* **Records supplied**
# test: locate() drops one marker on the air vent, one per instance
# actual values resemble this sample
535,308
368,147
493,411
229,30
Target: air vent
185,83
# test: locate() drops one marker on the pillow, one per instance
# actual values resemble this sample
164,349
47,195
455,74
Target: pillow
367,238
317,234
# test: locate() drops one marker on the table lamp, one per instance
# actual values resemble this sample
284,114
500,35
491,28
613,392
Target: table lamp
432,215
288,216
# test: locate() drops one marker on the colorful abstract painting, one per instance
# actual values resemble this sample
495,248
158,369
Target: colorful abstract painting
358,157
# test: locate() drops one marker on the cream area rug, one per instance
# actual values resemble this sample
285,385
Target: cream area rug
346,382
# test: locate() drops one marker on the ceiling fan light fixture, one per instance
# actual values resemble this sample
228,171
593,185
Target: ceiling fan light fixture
---
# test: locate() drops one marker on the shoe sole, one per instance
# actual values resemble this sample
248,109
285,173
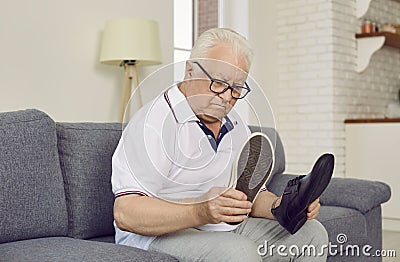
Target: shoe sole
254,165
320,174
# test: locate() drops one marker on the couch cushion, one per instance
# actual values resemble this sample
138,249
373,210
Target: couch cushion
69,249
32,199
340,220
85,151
...
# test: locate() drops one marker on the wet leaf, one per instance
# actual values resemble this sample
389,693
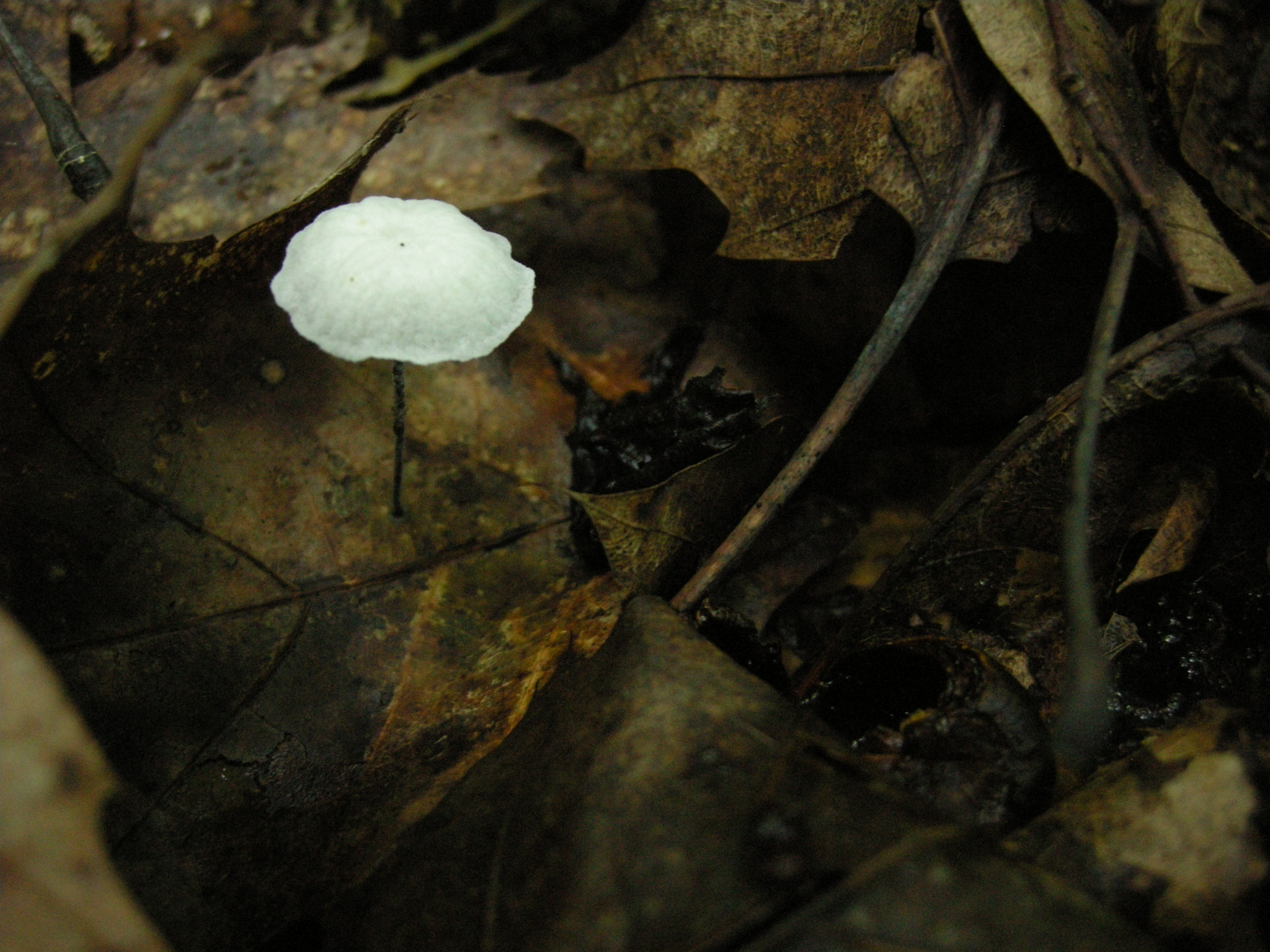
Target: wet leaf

* **What you should do**
Using the data above, reproduce exactly the lines between those holding "# test: locate() drops one marker on the air" and "# test: locate() drops one marker on the colorful", inclusive, and no others.

* **Your response**
# test: locate() drops one marker on the air vent, one per instance
# actual values resemble this sample
535,308
368,147
493,411
229,30
Target: air vent
185,83
# test: locate() drops one marker on the pillow, one per instance
# actual values resemble this sample
164,349
47,195
455,74
Target: pillow
367,238
317,234
# test: locate() drops one marker on the table lamp, one per instance
# actual values resemble this sample
284,114
500,35
491,28
613,392
Target: table lamp
432,215
288,216
# test: locate() drops one marker on the colorful abstract painting, one per instance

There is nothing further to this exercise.